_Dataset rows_
_ _ _

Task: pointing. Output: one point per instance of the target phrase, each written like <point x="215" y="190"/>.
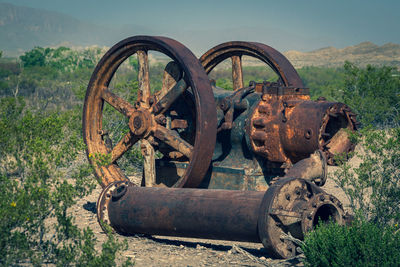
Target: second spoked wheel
<point x="177" y="123"/>
<point x="235" y="50"/>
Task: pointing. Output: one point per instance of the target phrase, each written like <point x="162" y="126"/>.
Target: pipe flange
<point x="113" y="191"/>
<point x="321" y="207"/>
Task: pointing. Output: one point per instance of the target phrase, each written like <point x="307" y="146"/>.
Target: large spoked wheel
<point x="235" y="50"/>
<point x="185" y="90"/>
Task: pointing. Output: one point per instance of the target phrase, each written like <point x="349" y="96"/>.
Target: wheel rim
<point x="98" y="93"/>
<point x="235" y="50"/>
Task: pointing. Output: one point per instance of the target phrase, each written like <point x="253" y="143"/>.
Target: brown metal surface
<point x="212" y="214"/>
<point x="287" y="126"/>
<point x="144" y="118"/>
<point x="290" y="206"/>
<point x="313" y="168"/>
<point x="235" y="50"/>
<point x="294" y="206"/>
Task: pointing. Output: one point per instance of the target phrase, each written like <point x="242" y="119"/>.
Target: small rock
<point x="199" y="247"/>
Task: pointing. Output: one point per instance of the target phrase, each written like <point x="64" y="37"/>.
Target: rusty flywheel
<point x="236" y="49"/>
<point x="184" y="83"/>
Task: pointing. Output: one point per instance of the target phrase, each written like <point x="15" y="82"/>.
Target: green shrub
<point x="36" y="151"/>
<point x="373" y="186"/>
<point x="361" y="244"/>
<point x="373" y="93"/>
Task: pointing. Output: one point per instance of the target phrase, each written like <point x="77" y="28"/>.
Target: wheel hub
<point x="140" y="122"/>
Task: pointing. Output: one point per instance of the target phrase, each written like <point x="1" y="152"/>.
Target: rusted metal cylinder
<point x="290" y="205"/>
<point x="212" y="214"/>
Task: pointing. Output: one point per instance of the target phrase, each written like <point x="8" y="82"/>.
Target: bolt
<point x="137" y="123"/>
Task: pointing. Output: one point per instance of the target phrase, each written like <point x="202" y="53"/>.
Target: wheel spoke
<point x="118" y="103"/>
<point x="172" y="139"/>
<point x="122" y="146"/>
<point x="237" y="72"/>
<point x="169" y="98"/>
<point x="172" y="74"/>
<point x="143" y="75"/>
<point x="149" y="164"/>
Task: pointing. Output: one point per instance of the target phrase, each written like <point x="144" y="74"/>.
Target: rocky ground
<point x="171" y="251"/>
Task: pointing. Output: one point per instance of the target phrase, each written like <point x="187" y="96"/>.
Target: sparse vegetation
<point x="45" y="89"/>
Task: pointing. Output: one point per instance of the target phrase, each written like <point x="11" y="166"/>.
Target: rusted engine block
<point x="267" y="138"/>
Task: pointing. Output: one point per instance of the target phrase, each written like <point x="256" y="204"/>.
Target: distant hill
<point x="361" y="54"/>
<point x="22" y="28"/>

_ _ _

_REQUIRED TASK_
Every line above should be returned exactly; the pictures stay out.

_SOLUTION TO THE EXERCISE_
Task: pointing. Output: one point per instance of the target phrase, each written like <point x="215" y="190"/>.
Target: second spoked wheel
<point x="177" y="123"/>
<point x="235" y="50"/>
Task: pointing. Output: one point per instance of the target phrase, each written like <point x="162" y="126"/>.
Target: pipe flange
<point x="113" y="191"/>
<point x="321" y="207"/>
Task: pointing. Output: one point per instance of the target phrase, each written like <point x="307" y="146"/>.
Target: large spoked wheel
<point x="235" y="50"/>
<point x="185" y="90"/>
Task: pointing. Output: one point per instance of the target phrase, each written like <point x="349" y="96"/>.
Target: wheel rim
<point x="98" y="93"/>
<point x="235" y="50"/>
Task: pointing. Output: one point per instance of the target phrase, each written like <point x="253" y="143"/>.
Target: brown metal surface
<point x="212" y="214"/>
<point x="287" y="126"/>
<point x="144" y="118"/>
<point x="290" y="206"/>
<point x="313" y="168"/>
<point x="235" y="50"/>
<point x="294" y="206"/>
Task: pointing. Output: one point per instance of the target phrase, each written like <point x="242" y="119"/>.
Target: small rock
<point x="199" y="247"/>
Task: pointing. Output: one point per instance of the target phrase, each written like <point x="64" y="37"/>.
Target: rusty flywheel
<point x="236" y="49"/>
<point x="184" y="83"/>
Task: pointing. Output: one point per instance of the target phrase, each written like <point x="15" y="82"/>.
Target: green shrub
<point x="36" y="151"/>
<point x="373" y="186"/>
<point x="361" y="244"/>
<point x="373" y="93"/>
Task: pointing. Output: one point per instance of the target phrase, each written like <point x="77" y="28"/>.
Target: wheel hub
<point x="140" y="122"/>
Task: pointing. Output: one point per instance of the target phrase, each written like <point x="1" y="152"/>.
Target: rusted metal cylinder
<point x="290" y="205"/>
<point x="212" y="214"/>
Task: pointing. Output: one point per instance of the target phrase, each written like <point x="8" y="82"/>.
Target: bolt
<point x="137" y="123"/>
Task: pointing. Output: one point per instance of the target phrase, each written like <point x="202" y="53"/>.
Target: wheel spoke
<point x="118" y="103"/>
<point x="172" y="139"/>
<point x="122" y="146"/>
<point x="237" y="72"/>
<point x="169" y="98"/>
<point x="172" y="74"/>
<point x="143" y="75"/>
<point x="149" y="164"/>
Task: pointing. Output: one point per instance of the target phrase, each written like <point x="144" y="74"/>.
Target: rocky ground
<point x="171" y="251"/>
Task: pointing. Output: one point per instance of the target phrase, each written like <point x="187" y="96"/>.
Target: sparse vegetation
<point x="45" y="89"/>
Task: pointing. Output: one point per instance of the target phrase, each written like <point x="11" y="166"/>.
Target: rusted engine block
<point x="267" y="138"/>
Task: pointing. Output: one point per instance of the target phrase, each written like <point x="256" y="204"/>.
Target: distant hill
<point x="361" y="54"/>
<point x="22" y="28"/>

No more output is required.